In a bid to address the growing concerns of its pilots, cabin crew, and commanders, IndiGo's chief executive officer Ronojoy Dutta in a letter to the airline's staff said that IndiGo is constantly reviewing the salaries of its staff and will adjust salaries based on the competitive environment and IndiGo's bottomline.
The email was sent to employees by the CEO on April 8 as there were various media reports saying that there are disagreements between the airline's top management and staff.
"Salaries are a difficult, thorny issue and underlying imperatives are to consider the wage structure in competitive industries," Dutta said in the email.
He added that the aviation industry is dealing with sky-high aviation turbine fuel prices and a recovery in passenger air traffic.
"I want to assure you that the interest of our employees is our utmost priority but at the moment we have to carefully manage a balance between higher costs, higher ticket prices," Dutta said.
The letter comes a week after the airline had partially restored the salaries of its pilots from April 1. IndiGo on April 1st had increased salaries of its pilots by 8 percent.
The airlines had also last week suspended some of its pilots for planning protests against the continued pandemic-time pay cuts. The pilots had planned to go on mass leave from April 5 in protest against the 28 percent pay cuts till last month.
The protests from the airline's pilots come after IndiGo allotted employee stock options (ESOPs) for the financial year 2021 to its top management but left out its pilots and other staff last month.
While, IndiGo had also vowed to restore another 6.5 percent from November 1, 2022, if operations continue to run smoothly, pilots and commanders say that the "so-called" cuts taken by the top management of the airline for the year due to the pandemic have been in effect negated by the generous allotment of stock options.
In May 2020, Indigo has revised their pilot's pay structure to slash salaries by as much as up to 40 percent.
Many of the airline's senior pilots had received emails from the company's leave planner, asking them to choose from two options, each involving a pay cut. One includes a pay structure with 42 annual leaves and the second will have the pilots take one week off every month. They used to have a package that included 22 days of annual leave.
Before this, it revised the contract terms of pilots who were undergoing training, with new terms including up to a 50 percent cut in salaries and a change in rostering.
This was after the carrier had cut pays in varying degree depending on the employee group.

[Prompt]
Rewrite the stretch of the IndiGo salary article from "In a bid to" through "management and staff.", putting "employees" wherever "staff" appears. The records have nothing to do with the article on IndiGo salaries.

Recorded data
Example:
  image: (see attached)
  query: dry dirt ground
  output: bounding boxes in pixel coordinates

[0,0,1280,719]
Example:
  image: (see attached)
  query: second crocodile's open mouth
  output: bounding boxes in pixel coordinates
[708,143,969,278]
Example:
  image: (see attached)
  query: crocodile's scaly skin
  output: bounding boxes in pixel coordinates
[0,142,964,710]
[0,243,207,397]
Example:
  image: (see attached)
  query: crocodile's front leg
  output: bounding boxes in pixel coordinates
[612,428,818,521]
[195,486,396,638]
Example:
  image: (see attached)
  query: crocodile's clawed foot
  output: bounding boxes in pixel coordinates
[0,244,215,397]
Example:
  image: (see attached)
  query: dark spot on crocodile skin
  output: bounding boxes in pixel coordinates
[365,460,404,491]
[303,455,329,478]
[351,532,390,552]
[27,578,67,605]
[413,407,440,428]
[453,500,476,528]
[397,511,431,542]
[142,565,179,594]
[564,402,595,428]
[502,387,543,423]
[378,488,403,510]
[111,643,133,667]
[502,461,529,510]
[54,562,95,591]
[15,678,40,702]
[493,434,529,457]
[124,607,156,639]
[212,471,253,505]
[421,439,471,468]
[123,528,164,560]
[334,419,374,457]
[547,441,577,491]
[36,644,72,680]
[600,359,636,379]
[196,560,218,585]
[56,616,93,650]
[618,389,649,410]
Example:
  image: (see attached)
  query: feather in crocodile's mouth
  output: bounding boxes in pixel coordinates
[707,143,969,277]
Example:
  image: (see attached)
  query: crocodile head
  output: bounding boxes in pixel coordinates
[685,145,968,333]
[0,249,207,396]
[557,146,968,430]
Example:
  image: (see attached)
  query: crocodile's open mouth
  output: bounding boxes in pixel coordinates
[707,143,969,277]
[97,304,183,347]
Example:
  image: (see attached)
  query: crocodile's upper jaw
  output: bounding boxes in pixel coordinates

[Output of the exercise]
In a bid to address the growing concerns of its pilots, cabin crew, and commanders, IndiGo's chief executive officer Ronojoy Dutta in a letter to the airline's employees said that IndiGo is constantly reviewing the salaries of its employees and will adjust salaries based on the competitive environment and IndiGo's bottomline.
The email was sent to employees by the CEO on April 8 as there were various media reports saying that there are disagreements between the airline's top management and employees.